■ SOURCE DATA
※ ※ ※

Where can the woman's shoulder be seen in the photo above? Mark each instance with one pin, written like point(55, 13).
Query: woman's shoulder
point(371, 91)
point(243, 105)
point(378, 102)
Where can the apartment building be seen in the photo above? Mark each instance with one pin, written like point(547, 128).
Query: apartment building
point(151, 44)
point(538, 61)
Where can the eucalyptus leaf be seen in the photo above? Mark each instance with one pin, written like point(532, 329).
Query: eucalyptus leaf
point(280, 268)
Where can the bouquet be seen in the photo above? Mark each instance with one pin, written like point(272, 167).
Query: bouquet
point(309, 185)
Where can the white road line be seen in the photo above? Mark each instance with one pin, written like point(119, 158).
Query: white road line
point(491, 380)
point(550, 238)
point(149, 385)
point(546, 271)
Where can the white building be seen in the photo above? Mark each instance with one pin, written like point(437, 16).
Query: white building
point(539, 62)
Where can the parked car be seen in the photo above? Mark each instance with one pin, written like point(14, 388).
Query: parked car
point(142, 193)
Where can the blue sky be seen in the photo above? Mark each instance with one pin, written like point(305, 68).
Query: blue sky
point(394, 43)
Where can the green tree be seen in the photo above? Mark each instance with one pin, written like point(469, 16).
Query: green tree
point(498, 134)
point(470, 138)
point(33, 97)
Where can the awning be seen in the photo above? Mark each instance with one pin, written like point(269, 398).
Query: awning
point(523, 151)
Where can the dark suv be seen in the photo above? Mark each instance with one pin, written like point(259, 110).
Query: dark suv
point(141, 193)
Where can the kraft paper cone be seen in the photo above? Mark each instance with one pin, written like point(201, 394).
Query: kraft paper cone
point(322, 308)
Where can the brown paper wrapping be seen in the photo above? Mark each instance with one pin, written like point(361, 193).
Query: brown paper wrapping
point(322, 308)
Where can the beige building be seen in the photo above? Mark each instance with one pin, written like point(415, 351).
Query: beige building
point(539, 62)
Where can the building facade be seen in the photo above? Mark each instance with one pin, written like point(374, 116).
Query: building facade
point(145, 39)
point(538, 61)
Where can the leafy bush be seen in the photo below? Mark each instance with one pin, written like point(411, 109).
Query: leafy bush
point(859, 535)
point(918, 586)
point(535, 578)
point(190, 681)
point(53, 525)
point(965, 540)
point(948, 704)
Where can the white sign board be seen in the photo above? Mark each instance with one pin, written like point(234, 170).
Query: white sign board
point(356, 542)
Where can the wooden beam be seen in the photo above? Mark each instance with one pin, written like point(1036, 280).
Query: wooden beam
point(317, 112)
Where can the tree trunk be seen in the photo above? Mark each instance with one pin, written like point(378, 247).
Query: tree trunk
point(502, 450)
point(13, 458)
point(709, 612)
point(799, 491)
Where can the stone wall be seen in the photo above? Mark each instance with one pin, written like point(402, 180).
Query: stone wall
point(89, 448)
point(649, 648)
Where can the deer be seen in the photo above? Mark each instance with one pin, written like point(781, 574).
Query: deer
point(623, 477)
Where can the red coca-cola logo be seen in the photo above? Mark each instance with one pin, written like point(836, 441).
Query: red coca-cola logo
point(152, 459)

※ ※ ※

■ WORK TO BE COMPLETED
Arrange the records between the lines holding "Where can the eucalyptus" and "point(33, 97)", inclusive, as a Markdown table with the columns Number and Record line, giving each non-blank line its own numbered row.

■ FINISHED TASK
| Number | Record line |
|---|---|
| 1 | Where can the eucalyptus leaf be seen in the photo above? Mark each instance with one pin, written like point(532, 329). |
| 2 | Query: eucalyptus leaf |
| 3 | point(280, 268) |
| 4 | Where can the bouquet be seen in the photo above? Mark each instance with one pin, written like point(272, 167). |
| 5 | Query: bouquet |
| 6 | point(309, 185) |
| 7 | Where can the white road line be seen in the photo above? Mark each instance with one pin, written like point(119, 158). |
| 8 | Query: white road line |
| 9 | point(491, 380) |
| 10 | point(550, 238) |
| 11 | point(149, 385) |
| 12 | point(546, 271) |
| 13 | Where can the white building be seen in the photo above? Mark each instance with one pin, written like point(437, 16). |
| 14 | Query: white building |
| 15 | point(539, 62) |
| 16 | Where can the parked car be seen in the photo above? Mark each instance with one pin, written like point(14, 388). |
| 17 | Query: parked car |
| 18 | point(142, 193) |
| 19 | Where can the blue sky be seen in the photo above? Mark each instance with one pin, written like point(305, 68). |
| 20 | Query: blue sky |
| 21 | point(394, 43) |
| 22 | Where can the green tree be seen in the photo above? Mark each instance with one pin, written like point(469, 16). |
| 23 | Query: green tree |
| 24 | point(498, 134) |
| 25 | point(470, 138) |
| 26 | point(33, 97) |